» AUSGEWÄHLTER TEXTAUSZUG
=-=-=

Deutschland hat es vorgemacht: Mittels "Exzellenzinitiative" wurden für die Jahre 2006 bis 2017 insgesamt 4,6 Milliarden Euro in die besten Unis gepumpt. So etwas brauche auch Österreich, sagt der Vorsitzende des Wissenschaftsrats, der Konstanzer Philosoph Jürgen Mittelstraß, im STANDARD-Interview: "Damit sie wirklich greift, müssten über mindestens zehn Jahre hinweg jährlich ca. 100 Millionen Euro zusätzlich in das Wissenschaftssystem fließen." Er warnt zudem dringend davor, das Wissenschaftsministerium, das für Unis und Forschung zuständig ist, zu zerschlagen: "Das wäre so etwas wie institutioneller Selbstmord."

STANDARD: Der gesetzliche Auftrag des Wissenschaftsrates ist es, Nationalrat, Landtage, Minister und Unis zu beraten. Raten Sie den Koalitionsverhandlern, das Wissenschaftsministerium einzusparen?

Mittelstraß: Wissenschaft und Forschung gehören zum Kern der Leistungsfähigkeit einer modernen Gesellschaft. Dem auf Regierungsebene nicht mit einem zen­tralen Wissenschaftsministerium zu entsprechen wäre so etwas wie institutioneller Selbstmord.

=-=-=

» EINTRÄGE IM AUSZUG
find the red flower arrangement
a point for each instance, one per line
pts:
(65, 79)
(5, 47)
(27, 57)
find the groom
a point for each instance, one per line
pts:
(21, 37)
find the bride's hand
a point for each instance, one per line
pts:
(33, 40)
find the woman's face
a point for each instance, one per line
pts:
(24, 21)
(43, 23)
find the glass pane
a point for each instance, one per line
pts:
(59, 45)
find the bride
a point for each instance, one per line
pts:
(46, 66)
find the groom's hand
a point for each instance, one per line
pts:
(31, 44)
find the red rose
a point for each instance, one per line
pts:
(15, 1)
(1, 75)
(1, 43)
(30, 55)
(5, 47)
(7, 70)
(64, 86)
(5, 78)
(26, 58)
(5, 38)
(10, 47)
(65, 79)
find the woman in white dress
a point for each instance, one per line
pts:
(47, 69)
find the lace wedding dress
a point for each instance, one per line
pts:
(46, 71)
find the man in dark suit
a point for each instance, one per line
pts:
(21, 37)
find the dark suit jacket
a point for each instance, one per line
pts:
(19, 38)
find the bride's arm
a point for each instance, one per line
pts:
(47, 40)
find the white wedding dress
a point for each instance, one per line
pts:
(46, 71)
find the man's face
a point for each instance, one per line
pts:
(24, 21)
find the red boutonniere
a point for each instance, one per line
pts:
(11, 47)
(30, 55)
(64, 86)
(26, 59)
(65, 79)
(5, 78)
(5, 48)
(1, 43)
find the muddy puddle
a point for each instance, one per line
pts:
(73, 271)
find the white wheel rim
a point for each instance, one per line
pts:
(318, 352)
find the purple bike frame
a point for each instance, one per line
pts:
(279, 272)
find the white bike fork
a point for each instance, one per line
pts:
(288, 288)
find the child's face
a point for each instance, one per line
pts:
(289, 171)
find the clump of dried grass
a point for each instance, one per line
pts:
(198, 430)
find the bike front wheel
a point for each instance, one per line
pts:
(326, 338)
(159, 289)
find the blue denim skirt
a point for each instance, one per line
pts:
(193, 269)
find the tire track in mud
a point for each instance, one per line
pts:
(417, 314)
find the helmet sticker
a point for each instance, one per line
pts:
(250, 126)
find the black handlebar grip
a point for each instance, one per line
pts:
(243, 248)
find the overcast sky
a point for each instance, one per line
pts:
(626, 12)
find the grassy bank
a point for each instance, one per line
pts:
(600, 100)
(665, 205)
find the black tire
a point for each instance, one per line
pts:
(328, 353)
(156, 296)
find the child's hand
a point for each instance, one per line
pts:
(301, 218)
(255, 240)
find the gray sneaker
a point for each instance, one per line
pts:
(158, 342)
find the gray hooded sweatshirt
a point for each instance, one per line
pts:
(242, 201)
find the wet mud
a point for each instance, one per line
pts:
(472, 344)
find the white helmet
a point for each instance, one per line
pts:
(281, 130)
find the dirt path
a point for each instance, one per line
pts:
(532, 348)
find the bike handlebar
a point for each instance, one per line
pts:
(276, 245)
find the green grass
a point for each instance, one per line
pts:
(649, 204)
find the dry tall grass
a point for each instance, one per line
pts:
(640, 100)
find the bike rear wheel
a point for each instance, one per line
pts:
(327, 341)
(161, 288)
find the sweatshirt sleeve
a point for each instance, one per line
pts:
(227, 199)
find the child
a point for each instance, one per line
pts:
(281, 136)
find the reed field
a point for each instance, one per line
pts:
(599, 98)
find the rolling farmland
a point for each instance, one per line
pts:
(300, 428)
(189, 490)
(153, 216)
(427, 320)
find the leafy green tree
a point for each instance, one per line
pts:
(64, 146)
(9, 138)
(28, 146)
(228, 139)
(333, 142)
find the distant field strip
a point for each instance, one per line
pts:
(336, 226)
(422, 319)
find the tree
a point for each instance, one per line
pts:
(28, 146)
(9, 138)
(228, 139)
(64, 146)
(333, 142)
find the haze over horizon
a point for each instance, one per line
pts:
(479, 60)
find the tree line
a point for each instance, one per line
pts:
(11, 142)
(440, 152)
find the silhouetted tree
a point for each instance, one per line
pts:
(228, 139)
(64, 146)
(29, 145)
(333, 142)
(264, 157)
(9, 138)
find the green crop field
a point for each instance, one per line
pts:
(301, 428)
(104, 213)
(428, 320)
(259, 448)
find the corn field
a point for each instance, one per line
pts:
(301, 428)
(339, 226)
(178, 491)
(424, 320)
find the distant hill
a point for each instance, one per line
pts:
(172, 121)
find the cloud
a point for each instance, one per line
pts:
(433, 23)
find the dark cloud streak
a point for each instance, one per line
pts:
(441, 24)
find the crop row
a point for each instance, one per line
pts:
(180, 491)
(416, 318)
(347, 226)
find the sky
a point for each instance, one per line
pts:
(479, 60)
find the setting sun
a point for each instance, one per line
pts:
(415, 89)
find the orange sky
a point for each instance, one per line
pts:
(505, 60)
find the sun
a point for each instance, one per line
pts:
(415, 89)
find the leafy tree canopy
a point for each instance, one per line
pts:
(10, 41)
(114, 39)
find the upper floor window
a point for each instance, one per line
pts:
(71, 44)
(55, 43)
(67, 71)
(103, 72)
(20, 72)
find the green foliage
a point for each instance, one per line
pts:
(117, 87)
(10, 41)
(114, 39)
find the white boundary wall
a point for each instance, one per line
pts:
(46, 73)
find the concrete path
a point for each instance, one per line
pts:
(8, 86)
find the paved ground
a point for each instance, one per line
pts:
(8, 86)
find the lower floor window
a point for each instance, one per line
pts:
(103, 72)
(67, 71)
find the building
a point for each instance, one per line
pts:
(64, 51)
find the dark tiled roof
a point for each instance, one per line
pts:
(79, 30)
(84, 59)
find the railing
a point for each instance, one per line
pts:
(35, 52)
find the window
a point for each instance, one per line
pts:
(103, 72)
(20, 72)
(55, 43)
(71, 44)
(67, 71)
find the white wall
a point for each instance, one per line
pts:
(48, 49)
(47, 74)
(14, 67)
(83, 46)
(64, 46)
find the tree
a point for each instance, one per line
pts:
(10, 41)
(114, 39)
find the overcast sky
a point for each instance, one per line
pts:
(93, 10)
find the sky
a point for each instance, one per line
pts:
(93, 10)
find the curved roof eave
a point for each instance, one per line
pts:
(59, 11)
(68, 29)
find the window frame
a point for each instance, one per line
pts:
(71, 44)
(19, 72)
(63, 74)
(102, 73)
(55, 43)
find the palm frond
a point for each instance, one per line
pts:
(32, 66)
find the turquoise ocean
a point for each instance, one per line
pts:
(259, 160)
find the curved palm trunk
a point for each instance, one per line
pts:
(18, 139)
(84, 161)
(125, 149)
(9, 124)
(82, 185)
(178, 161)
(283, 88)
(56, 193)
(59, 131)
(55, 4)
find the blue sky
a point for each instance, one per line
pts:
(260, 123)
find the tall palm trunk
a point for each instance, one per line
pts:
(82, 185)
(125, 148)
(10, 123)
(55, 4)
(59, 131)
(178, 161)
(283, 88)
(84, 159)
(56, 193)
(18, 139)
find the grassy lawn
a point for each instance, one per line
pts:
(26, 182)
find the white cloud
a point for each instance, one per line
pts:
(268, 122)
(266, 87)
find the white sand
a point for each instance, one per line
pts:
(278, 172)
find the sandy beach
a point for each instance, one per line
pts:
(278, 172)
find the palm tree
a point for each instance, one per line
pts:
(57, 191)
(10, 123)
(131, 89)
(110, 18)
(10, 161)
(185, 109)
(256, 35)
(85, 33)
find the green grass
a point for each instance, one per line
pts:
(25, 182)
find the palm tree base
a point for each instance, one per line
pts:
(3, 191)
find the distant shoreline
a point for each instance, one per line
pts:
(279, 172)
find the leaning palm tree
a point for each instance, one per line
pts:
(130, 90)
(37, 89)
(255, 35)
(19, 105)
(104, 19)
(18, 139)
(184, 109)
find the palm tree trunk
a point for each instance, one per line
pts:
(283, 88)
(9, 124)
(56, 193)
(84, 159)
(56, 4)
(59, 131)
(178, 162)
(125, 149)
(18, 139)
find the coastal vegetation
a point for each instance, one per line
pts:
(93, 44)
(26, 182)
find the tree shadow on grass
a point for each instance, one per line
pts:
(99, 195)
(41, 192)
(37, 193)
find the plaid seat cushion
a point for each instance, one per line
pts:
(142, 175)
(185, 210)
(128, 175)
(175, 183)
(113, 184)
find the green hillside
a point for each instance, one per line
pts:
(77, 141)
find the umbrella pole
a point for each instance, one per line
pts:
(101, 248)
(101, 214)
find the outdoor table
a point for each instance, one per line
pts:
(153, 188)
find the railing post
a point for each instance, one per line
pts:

=-=-=

» AUFGABENSTELLUNG
Warum rät Mittelstraß im Textauszug zur Exzellenzinitiative davon ab, das Wissenschaftsministerium zu zerschlagen? Antworte in ein bis drei Sätzen.

» ERLEDIGTE AUFGABE
Für Mittelstraß gehören Wissenschaft und Forschung zum Kern der Leistungsfähigkeit einer modernen Gesellschaft. Würde die Regierung dem nicht mit einem zentralen Wissenschaftsministerium entsprechen, wäre das für ihn so etwas wie institutioneller Selbstmord.